### Job
Shift every coordinate in the answers by -27, then write out the rows below from the first line up to and including the line with "(1217, 555)", keeping the requests as well.

### Available data
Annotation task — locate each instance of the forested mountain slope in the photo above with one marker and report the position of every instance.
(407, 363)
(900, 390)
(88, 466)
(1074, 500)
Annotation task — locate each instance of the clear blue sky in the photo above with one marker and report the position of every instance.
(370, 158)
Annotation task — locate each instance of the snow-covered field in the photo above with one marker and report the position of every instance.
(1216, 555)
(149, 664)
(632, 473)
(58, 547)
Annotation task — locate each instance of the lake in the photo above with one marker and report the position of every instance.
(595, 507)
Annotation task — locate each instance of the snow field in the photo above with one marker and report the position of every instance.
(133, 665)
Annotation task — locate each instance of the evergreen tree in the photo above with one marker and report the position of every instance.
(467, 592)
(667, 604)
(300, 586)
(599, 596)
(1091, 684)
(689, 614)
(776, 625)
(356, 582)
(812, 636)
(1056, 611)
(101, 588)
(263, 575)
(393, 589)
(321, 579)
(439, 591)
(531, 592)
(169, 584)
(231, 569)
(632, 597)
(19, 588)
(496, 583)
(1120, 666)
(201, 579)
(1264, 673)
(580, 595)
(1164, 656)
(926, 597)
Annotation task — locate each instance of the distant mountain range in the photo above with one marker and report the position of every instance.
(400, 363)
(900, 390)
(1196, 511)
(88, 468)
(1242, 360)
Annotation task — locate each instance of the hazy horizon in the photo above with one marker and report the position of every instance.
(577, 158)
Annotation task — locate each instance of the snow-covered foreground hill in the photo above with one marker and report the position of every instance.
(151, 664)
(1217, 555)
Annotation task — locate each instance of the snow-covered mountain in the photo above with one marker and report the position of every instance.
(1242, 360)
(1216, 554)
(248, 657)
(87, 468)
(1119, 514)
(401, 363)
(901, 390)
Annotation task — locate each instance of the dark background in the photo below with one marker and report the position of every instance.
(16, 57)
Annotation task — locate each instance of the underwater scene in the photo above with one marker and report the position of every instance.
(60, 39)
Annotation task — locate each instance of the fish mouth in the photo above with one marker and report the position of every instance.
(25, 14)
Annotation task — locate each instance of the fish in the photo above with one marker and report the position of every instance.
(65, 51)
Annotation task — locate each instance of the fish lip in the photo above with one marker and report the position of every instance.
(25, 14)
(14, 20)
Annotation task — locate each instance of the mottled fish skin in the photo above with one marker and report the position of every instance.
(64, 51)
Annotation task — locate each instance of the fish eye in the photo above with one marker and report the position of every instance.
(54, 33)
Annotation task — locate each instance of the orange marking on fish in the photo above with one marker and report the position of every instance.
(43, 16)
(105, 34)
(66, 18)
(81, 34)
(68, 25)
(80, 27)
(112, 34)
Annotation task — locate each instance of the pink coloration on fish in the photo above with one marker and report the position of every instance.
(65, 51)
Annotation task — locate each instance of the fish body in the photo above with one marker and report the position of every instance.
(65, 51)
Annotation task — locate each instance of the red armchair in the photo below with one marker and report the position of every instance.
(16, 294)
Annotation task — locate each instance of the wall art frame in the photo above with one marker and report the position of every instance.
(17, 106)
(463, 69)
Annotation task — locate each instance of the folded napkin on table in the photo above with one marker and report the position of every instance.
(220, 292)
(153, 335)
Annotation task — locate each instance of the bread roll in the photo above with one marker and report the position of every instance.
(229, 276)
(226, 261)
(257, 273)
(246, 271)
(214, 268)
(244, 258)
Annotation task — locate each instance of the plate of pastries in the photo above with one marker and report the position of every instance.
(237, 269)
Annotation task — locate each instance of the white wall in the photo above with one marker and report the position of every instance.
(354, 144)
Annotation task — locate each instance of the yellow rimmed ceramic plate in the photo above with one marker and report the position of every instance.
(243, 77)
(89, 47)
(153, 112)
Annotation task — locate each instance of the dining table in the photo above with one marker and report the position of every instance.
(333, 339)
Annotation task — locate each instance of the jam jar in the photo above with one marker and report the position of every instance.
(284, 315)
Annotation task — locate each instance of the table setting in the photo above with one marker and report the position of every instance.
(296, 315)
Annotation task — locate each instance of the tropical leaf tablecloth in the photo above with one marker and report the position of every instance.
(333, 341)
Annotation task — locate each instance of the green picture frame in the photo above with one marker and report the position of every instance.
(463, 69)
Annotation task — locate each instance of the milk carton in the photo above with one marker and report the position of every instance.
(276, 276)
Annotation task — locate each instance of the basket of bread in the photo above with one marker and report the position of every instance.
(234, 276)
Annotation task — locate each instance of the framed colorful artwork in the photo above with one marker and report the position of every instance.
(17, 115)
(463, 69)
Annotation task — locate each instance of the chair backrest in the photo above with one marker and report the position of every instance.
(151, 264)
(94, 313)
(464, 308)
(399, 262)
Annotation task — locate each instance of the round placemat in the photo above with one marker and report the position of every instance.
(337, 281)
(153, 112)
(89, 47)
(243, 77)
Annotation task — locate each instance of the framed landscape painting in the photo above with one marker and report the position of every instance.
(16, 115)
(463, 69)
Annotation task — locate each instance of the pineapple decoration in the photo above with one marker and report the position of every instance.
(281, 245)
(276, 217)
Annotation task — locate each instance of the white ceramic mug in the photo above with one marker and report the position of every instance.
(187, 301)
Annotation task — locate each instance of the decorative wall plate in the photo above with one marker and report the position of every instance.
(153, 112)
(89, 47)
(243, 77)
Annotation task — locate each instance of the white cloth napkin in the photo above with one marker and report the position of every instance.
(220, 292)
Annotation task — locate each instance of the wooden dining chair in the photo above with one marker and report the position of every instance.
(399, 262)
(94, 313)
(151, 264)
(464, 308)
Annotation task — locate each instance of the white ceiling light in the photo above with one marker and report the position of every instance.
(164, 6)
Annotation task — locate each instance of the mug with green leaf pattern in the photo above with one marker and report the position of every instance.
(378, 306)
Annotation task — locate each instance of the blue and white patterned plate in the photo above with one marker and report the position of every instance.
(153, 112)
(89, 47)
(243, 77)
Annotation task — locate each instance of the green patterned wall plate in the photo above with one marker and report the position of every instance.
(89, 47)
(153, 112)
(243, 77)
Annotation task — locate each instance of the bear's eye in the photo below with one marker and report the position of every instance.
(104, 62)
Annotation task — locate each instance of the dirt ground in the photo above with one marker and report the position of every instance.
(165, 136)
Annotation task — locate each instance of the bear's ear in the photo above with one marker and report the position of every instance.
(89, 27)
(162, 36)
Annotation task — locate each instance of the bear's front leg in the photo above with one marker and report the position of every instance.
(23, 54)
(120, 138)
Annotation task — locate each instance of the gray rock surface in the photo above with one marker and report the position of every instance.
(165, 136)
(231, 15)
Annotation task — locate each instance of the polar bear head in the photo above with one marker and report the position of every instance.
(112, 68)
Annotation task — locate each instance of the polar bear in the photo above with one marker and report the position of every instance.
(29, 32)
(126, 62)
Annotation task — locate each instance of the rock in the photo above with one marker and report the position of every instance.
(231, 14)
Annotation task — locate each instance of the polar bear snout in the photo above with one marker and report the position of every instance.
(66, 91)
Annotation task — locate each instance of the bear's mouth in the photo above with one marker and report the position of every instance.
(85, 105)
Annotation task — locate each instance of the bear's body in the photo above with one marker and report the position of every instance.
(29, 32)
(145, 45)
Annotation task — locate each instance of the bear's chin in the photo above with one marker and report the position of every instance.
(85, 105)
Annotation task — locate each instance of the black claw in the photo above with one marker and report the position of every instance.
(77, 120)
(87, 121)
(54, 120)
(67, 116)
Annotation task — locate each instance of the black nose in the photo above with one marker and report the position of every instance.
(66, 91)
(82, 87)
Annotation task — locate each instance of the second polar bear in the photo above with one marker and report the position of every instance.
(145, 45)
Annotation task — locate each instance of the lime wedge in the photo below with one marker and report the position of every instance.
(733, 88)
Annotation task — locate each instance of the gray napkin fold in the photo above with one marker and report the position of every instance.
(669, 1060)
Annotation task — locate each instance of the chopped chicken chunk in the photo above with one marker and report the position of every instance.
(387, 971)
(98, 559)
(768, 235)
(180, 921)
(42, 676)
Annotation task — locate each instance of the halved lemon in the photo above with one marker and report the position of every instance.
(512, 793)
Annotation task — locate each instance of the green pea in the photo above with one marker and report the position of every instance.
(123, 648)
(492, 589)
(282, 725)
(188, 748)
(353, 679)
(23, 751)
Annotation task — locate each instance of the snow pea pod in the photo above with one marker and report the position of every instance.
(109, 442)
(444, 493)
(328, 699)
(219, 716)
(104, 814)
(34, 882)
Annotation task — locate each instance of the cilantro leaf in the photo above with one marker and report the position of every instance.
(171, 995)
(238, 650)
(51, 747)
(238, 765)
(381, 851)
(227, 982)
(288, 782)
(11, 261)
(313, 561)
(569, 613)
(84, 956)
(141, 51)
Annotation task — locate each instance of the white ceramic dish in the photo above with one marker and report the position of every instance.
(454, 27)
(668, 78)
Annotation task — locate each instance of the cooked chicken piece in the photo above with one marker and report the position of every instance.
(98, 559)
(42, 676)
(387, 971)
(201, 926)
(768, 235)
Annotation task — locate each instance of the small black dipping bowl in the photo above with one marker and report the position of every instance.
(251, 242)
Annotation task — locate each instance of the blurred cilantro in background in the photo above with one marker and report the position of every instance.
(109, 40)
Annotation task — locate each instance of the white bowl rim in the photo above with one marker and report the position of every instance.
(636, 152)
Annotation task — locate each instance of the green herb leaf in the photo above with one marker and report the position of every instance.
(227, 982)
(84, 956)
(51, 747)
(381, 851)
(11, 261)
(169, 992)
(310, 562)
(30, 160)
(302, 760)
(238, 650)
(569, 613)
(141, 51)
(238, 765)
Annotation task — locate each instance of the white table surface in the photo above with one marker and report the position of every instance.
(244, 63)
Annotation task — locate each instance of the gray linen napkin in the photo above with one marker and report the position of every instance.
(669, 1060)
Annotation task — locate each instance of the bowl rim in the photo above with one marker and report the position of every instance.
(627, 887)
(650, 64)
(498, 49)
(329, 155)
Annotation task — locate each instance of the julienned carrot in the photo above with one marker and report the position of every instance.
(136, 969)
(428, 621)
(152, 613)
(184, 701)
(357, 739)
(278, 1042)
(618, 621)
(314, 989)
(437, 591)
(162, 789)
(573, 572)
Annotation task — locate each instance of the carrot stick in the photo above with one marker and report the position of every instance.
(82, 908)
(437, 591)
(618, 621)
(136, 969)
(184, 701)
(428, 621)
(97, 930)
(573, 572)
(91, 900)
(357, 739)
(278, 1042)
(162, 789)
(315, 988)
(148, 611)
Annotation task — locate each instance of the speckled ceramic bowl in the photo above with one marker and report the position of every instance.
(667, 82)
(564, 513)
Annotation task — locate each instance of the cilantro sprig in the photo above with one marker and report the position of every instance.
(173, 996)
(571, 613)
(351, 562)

### Expected answer
Annotation task — locate each instance of the forested mountain slope in the photo above with one marker and report the position of every instance.
(380, 336)
(873, 363)
(61, 439)
(1047, 473)
Annotation task — locate each instance of the clear blue sky in the photo above with one marker and report the position of every instance.
(343, 131)
Annotation task — locate each instance of the snow-covered field in the photo above with one marker and report the position of every instance.
(1189, 528)
(122, 637)
(605, 446)
(31, 520)
Annotation task — locate each instance of the lake in the photo above with one marker and report the position of every instance.
(568, 480)
Annotation task — locate each instance of the snow field in the photo above with one marker and report the position of every instance.
(106, 638)
Annotation task — locate each instance of the evergreen tree in the photo above with one marker and report the position of every instance.
(440, 565)
(640, 577)
(273, 559)
(572, 569)
(1064, 657)
(662, 587)
(749, 598)
(329, 555)
(785, 609)
(1029, 584)
(74, 561)
(236, 548)
(366, 562)
(294, 552)
(412, 564)
(504, 565)
(142, 557)
(204, 542)
(605, 570)
(-8, 561)
(469, 556)
(1093, 639)
(174, 552)
(1237, 646)
(553, 568)
(1137, 629)
(899, 570)
Annotation task — locate each instance of the distant mountain range in the photo above with one marker and report the position of every instance.
(373, 336)
(873, 363)
(1169, 484)
(61, 441)
(1215, 333)
Annotation task — locate each instance of the hazy horizon in the photo above with one marker and report the position of every instance.
(550, 131)
Annotation task — locate each instance of the snow-covered foreground hill in the photo above with one marker and report the position of every instance.
(124, 637)
(1190, 528)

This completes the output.